THE TASK
Locate the line containing "Would you mind annotating the crowd", then please write out that line and all the lines below it in the entries exactly.

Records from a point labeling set
>>>
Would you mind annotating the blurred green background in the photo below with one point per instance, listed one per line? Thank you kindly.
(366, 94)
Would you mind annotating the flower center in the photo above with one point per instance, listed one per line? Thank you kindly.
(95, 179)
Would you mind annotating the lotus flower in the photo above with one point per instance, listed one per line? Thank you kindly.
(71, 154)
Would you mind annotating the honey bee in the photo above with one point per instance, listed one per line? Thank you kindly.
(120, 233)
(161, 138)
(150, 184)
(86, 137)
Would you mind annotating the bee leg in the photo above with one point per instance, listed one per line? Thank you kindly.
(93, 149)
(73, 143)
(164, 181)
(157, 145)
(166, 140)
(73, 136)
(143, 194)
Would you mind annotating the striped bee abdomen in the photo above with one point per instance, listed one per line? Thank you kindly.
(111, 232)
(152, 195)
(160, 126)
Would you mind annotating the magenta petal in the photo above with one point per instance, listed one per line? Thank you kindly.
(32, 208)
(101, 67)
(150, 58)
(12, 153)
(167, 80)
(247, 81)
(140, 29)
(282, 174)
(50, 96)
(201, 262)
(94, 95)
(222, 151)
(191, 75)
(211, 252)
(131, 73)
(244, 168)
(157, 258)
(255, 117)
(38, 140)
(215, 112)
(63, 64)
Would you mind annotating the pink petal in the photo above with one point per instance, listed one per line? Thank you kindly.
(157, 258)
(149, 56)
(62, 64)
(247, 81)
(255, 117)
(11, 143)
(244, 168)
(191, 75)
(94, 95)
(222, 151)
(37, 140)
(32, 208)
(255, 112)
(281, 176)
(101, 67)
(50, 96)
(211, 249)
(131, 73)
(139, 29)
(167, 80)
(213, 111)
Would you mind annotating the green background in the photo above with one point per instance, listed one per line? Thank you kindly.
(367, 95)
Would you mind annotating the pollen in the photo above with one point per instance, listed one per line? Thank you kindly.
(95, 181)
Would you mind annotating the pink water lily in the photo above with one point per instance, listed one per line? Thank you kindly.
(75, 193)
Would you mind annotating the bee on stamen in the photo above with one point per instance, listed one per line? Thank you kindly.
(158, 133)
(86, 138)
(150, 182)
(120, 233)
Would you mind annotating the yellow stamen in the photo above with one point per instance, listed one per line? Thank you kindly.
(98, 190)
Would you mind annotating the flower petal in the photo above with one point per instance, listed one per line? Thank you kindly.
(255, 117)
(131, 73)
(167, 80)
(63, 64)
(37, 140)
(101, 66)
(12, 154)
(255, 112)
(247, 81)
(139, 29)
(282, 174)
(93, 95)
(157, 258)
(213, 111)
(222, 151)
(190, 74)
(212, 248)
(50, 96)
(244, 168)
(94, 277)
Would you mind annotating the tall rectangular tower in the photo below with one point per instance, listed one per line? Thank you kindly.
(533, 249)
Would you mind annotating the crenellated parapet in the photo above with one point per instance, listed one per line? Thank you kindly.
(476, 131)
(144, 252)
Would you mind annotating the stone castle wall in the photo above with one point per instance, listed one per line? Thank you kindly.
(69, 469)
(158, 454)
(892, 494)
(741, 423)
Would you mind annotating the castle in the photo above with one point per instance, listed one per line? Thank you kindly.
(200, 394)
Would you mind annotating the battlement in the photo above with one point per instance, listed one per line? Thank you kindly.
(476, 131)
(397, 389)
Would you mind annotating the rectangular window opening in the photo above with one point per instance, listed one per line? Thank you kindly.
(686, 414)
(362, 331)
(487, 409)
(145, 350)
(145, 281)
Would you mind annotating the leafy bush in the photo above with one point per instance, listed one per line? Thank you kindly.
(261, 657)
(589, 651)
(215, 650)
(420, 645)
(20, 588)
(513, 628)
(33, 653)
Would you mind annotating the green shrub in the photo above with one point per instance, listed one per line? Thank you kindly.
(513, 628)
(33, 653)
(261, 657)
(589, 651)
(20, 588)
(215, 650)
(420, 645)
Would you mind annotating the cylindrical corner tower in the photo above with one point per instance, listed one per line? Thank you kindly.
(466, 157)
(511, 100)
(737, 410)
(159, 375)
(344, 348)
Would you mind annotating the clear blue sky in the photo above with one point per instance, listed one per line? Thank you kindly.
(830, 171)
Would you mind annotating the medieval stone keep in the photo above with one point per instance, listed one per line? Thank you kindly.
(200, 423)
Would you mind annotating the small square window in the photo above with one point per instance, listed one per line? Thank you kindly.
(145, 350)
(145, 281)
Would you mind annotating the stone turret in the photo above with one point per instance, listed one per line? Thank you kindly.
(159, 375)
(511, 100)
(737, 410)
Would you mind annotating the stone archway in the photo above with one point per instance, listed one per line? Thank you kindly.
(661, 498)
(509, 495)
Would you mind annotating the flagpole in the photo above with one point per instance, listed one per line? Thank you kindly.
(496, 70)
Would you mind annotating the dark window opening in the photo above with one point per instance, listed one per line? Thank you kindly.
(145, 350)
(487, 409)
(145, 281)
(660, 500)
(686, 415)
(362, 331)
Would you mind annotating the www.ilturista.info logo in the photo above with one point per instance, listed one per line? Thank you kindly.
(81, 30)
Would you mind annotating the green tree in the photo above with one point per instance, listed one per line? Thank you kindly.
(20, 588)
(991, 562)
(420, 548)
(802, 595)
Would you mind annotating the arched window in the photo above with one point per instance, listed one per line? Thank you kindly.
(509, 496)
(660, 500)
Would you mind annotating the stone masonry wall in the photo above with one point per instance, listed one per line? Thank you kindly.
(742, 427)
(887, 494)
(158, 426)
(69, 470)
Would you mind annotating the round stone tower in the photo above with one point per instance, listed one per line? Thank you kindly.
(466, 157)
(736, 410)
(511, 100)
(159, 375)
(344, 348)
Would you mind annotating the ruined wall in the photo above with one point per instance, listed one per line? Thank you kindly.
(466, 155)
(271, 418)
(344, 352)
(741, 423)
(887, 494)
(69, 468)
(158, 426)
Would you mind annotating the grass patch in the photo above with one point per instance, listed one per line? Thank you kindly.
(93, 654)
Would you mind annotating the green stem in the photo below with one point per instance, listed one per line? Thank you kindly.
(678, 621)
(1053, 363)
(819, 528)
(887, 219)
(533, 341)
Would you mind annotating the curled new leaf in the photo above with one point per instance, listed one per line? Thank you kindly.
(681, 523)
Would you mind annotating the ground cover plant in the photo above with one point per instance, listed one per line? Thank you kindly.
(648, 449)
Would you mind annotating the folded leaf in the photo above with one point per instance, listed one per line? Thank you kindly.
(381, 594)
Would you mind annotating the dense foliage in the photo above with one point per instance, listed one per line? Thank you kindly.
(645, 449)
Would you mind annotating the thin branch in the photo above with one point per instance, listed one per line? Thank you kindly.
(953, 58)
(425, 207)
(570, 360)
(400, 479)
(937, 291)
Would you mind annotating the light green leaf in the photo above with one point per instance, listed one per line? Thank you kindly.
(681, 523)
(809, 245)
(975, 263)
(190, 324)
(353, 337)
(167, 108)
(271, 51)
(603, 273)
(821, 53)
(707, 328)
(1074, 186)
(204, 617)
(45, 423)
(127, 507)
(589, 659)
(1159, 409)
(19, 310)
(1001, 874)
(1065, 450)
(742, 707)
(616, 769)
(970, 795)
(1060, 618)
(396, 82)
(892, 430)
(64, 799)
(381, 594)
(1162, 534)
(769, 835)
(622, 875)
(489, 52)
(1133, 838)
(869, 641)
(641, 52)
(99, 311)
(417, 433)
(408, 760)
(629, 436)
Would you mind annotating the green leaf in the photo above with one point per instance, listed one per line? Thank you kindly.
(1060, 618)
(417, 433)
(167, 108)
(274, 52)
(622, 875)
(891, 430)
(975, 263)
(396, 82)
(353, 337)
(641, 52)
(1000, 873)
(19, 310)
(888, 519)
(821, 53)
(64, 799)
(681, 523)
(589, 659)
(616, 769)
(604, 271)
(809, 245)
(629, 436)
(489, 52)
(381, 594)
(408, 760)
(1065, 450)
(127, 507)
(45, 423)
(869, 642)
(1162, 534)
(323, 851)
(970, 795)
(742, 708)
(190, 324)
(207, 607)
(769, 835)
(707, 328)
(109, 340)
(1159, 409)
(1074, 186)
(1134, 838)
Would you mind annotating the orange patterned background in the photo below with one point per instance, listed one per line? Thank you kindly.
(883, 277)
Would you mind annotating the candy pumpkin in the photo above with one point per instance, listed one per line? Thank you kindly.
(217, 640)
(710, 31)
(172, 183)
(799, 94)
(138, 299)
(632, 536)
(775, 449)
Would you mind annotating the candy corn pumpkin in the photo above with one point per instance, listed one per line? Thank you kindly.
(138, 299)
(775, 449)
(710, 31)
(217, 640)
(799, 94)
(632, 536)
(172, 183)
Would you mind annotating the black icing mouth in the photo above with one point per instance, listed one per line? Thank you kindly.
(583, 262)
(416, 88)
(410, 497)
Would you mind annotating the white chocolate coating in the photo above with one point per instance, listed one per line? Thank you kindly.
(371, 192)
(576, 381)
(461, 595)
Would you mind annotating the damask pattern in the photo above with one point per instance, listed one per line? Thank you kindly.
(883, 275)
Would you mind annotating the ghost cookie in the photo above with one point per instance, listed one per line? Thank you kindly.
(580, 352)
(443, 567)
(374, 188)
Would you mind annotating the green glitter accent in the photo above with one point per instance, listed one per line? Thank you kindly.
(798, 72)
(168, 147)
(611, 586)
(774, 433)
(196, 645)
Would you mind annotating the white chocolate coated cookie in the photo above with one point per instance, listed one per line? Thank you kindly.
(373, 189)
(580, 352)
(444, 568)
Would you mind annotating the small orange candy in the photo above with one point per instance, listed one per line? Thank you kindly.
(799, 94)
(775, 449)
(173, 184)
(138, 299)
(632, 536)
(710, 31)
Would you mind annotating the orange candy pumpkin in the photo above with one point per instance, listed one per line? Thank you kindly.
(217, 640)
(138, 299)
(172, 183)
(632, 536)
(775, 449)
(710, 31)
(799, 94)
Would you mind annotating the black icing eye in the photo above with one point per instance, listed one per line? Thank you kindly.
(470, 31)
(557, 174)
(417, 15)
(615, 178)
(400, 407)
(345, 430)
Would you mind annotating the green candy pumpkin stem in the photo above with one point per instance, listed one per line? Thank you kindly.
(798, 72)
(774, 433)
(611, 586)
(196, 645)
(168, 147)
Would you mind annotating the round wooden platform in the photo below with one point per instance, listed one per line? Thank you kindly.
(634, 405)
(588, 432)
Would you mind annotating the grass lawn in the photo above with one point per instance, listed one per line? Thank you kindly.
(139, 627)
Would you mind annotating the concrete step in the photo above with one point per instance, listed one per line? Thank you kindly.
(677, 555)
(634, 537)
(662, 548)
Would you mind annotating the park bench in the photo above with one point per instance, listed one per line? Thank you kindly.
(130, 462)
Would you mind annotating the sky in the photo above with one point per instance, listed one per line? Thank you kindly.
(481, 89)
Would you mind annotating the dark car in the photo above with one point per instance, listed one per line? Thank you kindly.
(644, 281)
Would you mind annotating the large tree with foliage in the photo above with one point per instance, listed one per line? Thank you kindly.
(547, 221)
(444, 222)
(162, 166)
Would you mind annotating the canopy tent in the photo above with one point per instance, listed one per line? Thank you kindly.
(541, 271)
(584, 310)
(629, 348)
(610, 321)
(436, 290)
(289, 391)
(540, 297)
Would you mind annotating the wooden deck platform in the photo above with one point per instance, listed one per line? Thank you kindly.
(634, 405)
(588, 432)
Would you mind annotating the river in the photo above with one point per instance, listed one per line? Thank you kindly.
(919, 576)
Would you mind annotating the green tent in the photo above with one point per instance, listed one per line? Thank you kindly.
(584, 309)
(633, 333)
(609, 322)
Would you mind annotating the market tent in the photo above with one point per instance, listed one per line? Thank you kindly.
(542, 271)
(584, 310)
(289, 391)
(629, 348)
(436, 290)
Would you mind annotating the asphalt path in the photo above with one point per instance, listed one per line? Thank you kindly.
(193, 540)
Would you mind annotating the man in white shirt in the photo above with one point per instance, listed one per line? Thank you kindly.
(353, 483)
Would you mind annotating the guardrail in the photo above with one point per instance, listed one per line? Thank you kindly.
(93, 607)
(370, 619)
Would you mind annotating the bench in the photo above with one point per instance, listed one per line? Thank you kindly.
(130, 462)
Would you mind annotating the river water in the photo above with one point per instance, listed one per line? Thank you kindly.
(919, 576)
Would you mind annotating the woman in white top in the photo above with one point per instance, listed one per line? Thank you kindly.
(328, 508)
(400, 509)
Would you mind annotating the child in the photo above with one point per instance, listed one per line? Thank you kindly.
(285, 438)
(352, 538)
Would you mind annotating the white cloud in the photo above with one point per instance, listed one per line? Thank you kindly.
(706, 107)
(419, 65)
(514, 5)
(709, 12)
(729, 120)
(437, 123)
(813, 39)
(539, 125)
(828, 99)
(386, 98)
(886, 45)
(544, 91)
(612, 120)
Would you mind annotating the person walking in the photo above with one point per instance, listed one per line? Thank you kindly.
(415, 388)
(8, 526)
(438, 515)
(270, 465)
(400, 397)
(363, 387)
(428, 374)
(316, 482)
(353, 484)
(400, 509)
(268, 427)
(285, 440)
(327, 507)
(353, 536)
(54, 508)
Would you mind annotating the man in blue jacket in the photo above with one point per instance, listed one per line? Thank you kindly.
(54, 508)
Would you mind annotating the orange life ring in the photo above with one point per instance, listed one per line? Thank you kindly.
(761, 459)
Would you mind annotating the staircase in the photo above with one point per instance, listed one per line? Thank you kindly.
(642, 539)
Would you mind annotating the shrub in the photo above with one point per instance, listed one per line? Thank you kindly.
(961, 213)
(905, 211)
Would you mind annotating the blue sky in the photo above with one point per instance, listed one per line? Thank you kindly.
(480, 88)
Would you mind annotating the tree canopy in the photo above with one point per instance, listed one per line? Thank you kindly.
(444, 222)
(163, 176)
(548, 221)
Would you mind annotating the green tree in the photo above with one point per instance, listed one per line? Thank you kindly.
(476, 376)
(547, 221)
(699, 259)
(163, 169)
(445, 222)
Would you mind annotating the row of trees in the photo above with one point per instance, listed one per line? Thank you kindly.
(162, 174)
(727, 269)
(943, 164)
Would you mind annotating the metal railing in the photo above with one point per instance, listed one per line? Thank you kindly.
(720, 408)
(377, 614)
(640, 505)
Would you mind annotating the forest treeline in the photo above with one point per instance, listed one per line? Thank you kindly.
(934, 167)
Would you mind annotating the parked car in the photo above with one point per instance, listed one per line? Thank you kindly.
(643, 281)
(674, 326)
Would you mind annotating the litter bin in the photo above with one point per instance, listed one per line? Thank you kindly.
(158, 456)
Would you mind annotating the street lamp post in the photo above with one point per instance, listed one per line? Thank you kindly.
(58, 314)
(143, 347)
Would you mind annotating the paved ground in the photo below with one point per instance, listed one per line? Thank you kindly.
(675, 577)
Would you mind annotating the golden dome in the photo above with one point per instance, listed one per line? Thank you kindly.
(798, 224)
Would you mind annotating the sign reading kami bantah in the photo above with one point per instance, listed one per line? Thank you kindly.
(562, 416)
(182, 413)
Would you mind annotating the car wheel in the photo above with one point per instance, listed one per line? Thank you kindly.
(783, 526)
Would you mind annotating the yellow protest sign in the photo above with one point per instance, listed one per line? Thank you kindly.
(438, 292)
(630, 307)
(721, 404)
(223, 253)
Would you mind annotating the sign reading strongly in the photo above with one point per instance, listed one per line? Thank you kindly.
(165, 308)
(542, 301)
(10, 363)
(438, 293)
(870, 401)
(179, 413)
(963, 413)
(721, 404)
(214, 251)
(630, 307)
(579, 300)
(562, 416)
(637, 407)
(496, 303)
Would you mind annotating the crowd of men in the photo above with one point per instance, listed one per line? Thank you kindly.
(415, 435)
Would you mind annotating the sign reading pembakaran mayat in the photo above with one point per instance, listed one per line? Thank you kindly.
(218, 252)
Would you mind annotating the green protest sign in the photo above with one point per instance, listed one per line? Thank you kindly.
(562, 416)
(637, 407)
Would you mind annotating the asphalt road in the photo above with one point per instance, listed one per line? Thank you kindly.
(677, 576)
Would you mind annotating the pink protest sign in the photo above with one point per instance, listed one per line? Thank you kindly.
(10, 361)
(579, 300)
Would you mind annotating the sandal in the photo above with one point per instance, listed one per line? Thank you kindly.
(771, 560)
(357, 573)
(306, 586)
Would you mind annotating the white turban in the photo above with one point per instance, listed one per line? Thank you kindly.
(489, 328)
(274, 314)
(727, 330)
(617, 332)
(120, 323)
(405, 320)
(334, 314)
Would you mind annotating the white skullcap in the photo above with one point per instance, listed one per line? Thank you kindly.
<<<
WRITTEN REPLY
Would you mind annotating the crowd of men in the photo above with one point per instance, listed one per line? Thank you kindly.
(415, 435)
Would you mind annotating the sign reading pembakaran mayat in the photo above with one point per instance, listed one per line? Thank you kindly.
(218, 252)
Would you mind annotating the green protest sign in the photo above with one point per instance, listed one per line? Thank you kindly.
(562, 416)
(637, 407)
Would you mind annotating the asphalt road in the photo above with one point per instance, listed one per line? Thank you kindly.
(677, 576)
Would you mind annotating the pink protest sign in the photo above with one point per instance, listed one per line? Thank you kindly.
(10, 361)
(579, 300)
Would you mind annotating the sandal in the photo above with one point per instance, listed one per line? Thank you kindly.
(771, 560)
(357, 573)
(306, 586)
Would you mind annotating the white turban in the photo above with one point per instance, listed one per line? Thank you kindly.
(489, 328)
(274, 314)
(727, 330)
(617, 332)
(120, 323)
(405, 320)
(334, 314)
Would you mind annotating the white skullcap in the photo above with one point per instance, listed one per line? Thank you kindly.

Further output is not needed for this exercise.